**AIM OF THE EXERCISE:** Any picture among the records should be left out, please; retype the rest exactly.

**PROVIDED INFORMATION:**
____

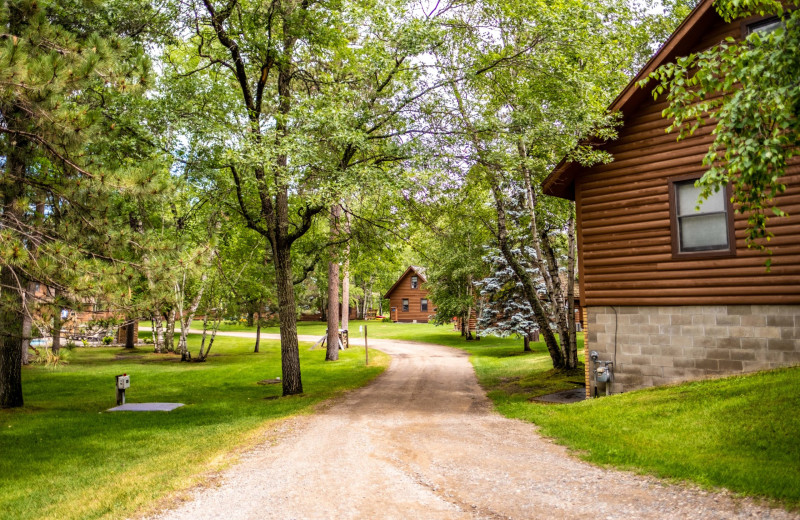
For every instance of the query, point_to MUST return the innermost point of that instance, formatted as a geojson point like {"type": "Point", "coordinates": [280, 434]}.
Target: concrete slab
{"type": "Point", "coordinates": [146, 407]}
{"type": "Point", "coordinates": [564, 397]}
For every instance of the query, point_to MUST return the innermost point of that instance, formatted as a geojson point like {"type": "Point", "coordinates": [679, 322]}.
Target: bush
{"type": "Point", "coordinates": [46, 357]}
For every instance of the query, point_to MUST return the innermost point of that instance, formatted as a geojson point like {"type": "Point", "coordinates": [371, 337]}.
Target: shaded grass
{"type": "Point", "coordinates": [65, 456]}
{"type": "Point", "coordinates": [740, 433]}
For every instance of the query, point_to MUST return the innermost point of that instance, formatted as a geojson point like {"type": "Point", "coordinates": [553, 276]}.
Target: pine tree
{"type": "Point", "coordinates": [65, 72]}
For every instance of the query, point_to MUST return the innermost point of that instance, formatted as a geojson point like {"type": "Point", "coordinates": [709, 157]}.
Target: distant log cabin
{"type": "Point", "coordinates": [669, 297]}
{"type": "Point", "coordinates": [408, 299]}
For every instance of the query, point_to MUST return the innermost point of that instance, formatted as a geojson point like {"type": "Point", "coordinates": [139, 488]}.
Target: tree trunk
{"type": "Point", "coordinates": [290, 353]}
{"type": "Point", "coordinates": [12, 286]}
{"type": "Point", "coordinates": [169, 338]}
{"type": "Point", "coordinates": [548, 268]}
{"type": "Point", "coordinates": [10, 339]}
{"type": "Point", "coordinates": [258, 332]}
{"type": "Point", "coordinates": [346, 292]}
{"type": "Point", "coordinates": [186, 321]}
{"type": "Point", "coordinates": [523, 276]}
{"type": "Point", "coordinates": [27, 321]}
{"type": "Point", "coordinates": [332, 353]}
{"type": "Point", "coordinates": [130, 333]}
{"type": "Point", "coordinates": [56, 332]}
{"type": "Point", "coordinates": [572, 353]}
{"type": "Point", "coordinates": [158, 337]}
{"type": "Point", "coordinates": [346, 279]}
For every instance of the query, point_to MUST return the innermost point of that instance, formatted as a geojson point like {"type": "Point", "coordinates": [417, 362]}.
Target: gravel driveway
{"type": "Point", "coordinates": [422, 441]}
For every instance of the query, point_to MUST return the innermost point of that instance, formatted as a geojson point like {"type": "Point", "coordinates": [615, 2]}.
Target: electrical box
{"type": "Point", "coordinates": [123, 382]}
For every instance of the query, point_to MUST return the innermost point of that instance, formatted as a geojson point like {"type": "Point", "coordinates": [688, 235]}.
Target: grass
{"type": "Point", "coordinates": [739, 433]}
{"type": "Point", "coordinates": [64, 456]}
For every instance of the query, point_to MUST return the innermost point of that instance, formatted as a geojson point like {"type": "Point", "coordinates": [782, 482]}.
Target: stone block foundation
{"type": "Point", "coordinates": [653, 346]}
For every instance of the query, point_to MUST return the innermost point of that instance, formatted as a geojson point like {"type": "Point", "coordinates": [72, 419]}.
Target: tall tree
{"type": "Point", "coordinates": [62, 80]}
{"type": "Point", "coordinates": [525, 81]}
{"type": "Point", "coordinates": [301, 100]}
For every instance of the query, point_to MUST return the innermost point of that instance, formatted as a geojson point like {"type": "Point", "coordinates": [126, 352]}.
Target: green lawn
{"type": "Point", "coordinates": [64, 456]}
{"type": "Point", "coordinates": [740, 433]}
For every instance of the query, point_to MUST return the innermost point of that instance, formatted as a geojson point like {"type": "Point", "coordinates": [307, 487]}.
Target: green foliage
{"type": "Point", "coordinates": [750, 89]}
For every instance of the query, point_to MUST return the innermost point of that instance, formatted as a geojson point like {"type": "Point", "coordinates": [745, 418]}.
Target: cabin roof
{"type": "Point", "coordinates": [419, 271]}
{"type": "Point", "coordinates": [561, 181]}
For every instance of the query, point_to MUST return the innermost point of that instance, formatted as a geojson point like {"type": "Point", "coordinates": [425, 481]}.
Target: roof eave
{"type": "Point", "coordinates": [561, 181]}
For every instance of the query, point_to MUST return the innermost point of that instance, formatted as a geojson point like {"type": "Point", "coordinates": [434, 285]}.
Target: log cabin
{"type": "Point", "coordinates": [408, 298]}
{"type": "Point", "coordinates": [670, 292]}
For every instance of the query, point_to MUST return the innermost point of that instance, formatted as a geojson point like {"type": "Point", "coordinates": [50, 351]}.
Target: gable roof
{"type": "Point", "coordinates": [419, 271]}
{"type": "Point", "coordinates": [561, 181]}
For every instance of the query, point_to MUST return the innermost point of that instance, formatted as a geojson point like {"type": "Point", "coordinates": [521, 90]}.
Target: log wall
{"type": "Point", "coordinates": [624, 232]}
{"type": "Point", "coordinates": [403, 290]}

____

**THE ANSWER:**
For every instance of the query, point_to MUST return the innermost point of that instance, formatted as a geojson point like {"type": "Point", "coordinates": [280, 434]}.
Target: concrete slab
{"type": "Point", "coordinates": [146, 407]}
{"type": "Point", "coordinates": [564, 397]}
For every instance of the query, point_to MUST return the innermost point of that instance, formatted as a geojson point like {"type": "Point", "coordinates": [679, 322]}.
Target: bush
{"type": "Point", "coordinates": [46, 357]}
For every instance of the query, point_to MUST return the innermost point of that instance, formatted as a geojson point like {"type": "Point", "coordinates": [371, 337]}.
Target: shaded grass
{"type": "Point", "coordinates": [65, 456]}
{"type": "Point", "coordinates": [740, 433]}
For every instance of the query, point_to MUST return the innermost point of that instance, formatted as a geojson point like {"type": "Point", "coordinates": [553, 276]}.
Target: pine tree
{"type": "Point", "coordinates": [65, 72]}
For every instance of the query, point_to MUST return the innermost point of that instance, formatted as a geojson point like {"type": "Point", "coordinates": [709, 157]}.
Target: distant log cabin
{"type": "Point", "coordinates": [669, 297]}
{"type": "Point", "coordinates": [408, 299]}
For every instance of the query, point_to MUST return the innermost point of that instance, formatted as a geojson point like {"type": "Point", "coordinates": [139, 488]}.
Target: tree trunk
{"type": "Point", "coordinates": [290, 353]}
{"type": "Point", "coordinates": [12, 286]}
{"type": "Point", "coordinates": [169, 338]}
{"type": "Point", "coordinates": [548, 268]}
{"type": "Point", "coordinates": [10, 339]}
{"type": "Point", "coordinates": [258, 332]}
{"type": "Point", "coordinates": [346, 292]}
{"type": "Point", "coordinates": [186, 321]}
{"type": "Point", "coordinates": [523, 276]}
{"type": "Point", "coordinates": [27, 321]}
{"type": "Point", "coordinates": [332, 353]}
{"type": "Point", "coordinates": [130, 333]}
{"type": "Point", "coordinates": [56, 332]}
{"type": "Point", "coordinates": [572, 353]}
{"type": "Point", "coordinates": [158, 337]}
{"type": "Point", "coordinates": [346, 279]}
For every instance of the query, point_to MUST return the innermost point of that instance, formatted as a geojson point like {"type": "Point", "coordinates": [417, 362]}.
Target: gravel driveway
{"type": "Point", "coordinates": [422, 441]}
For every instance of the query, point_to MUST return the innermost point of that instance, formatted as a geojson point like {"type": "Point", "coordinates": [615, 2]}.
Target: electrical box
{"type": "Point", "coordinates": [123, 382]}
For every instance of the query, point_to MUST return the innermost point of that instance, formatted as a geojson point like {"type": "Point", "coordinates": [688, 235]}.
Target: grass
{"type": "Point", "coordinates": [739, 433]}
{"type": "Point", "coordinates": [64, 456]}
For every instance of the query, point_to MUST return the innermost point of that instance, formatted as a geojson point like {"type": "Point", "coordinates": [782, 482]}.
Target: stone block foundation
{"type": "Point", "coordinates": [653, 346]}
For every instance of the query, point_to MUST return the innermost point of that instance, formatted as a geojson point like {"type": "Point", "coordinates": [72, 419]}.
Target: tall tree
{"type": "Point", "coordinates": [62, 80]}
{"type": "Point", "coordinates": [525, 81]}
{"type": "Point", "coordinates": [301, 100]}
For every instance of the query, point_to MUST return the innermost point of that instance, formatted as a geojson point like {"type": "Point", "coordinates": [126, 352]}.
Target: green lawn
{"type": "Point", "coordinates": [64, 456]}
{"type": "Point", "coordinates": [740, 433]}
For every instance of the query, point_to MUST return the innermost point of that instance, formatted as a geojson point like {"type": "Point", "coordinates": [307, 487]}.
Target: green foliage
{"type": "Point", "coordinates": [750, 89]}
For every instance of the query, point_to MUST return the innermost point of that instance, formatted as a geojson point like {"type": "Point", "coordinates": [745, 418]}.
Target: cabin roof
{"type": "Point", "coordinates": [419, 271]}
{"type": "Point", "coordinates": [561, 181]}
For every instance of the query, point_to MUST return the innermost point of that instance, formatted as a geojson point like {"type": "Point", "coordinates": [425, 481]}.
Target: roof eave
{"type": "Point", "coordinates": [561, 181]}
For every instance of the query, point_to MUST return the innermost point of that instance, formatted as a geojson point like {"type": "Point", "coordinates": [434, 285]}.
Target: log cabin
{"type": "Point", "coordinates": [408, 298]}
{"type": "Point", "coordinates": [670, 292]}
For every instance of the query, point_to MUST return the innermost point of that instance, formatted as a geojson point like {"type": "Point", "coordinates": [50, 351]}.
Target: gable roof
{"type": "Point", "coordinates": [419, 271]}
{"type": "Point", "coordinates": [561, 181]}
For every instance of the query, point_to MUST return the innermost point of that instance, formatted as a geojson point like {"type": "Point", "coordinates": [521, 90]}.
Target: log wall
{"type": "Point", "coordinates": [624, 232]}
{"type": "Point", "coordinates": [403, 290]}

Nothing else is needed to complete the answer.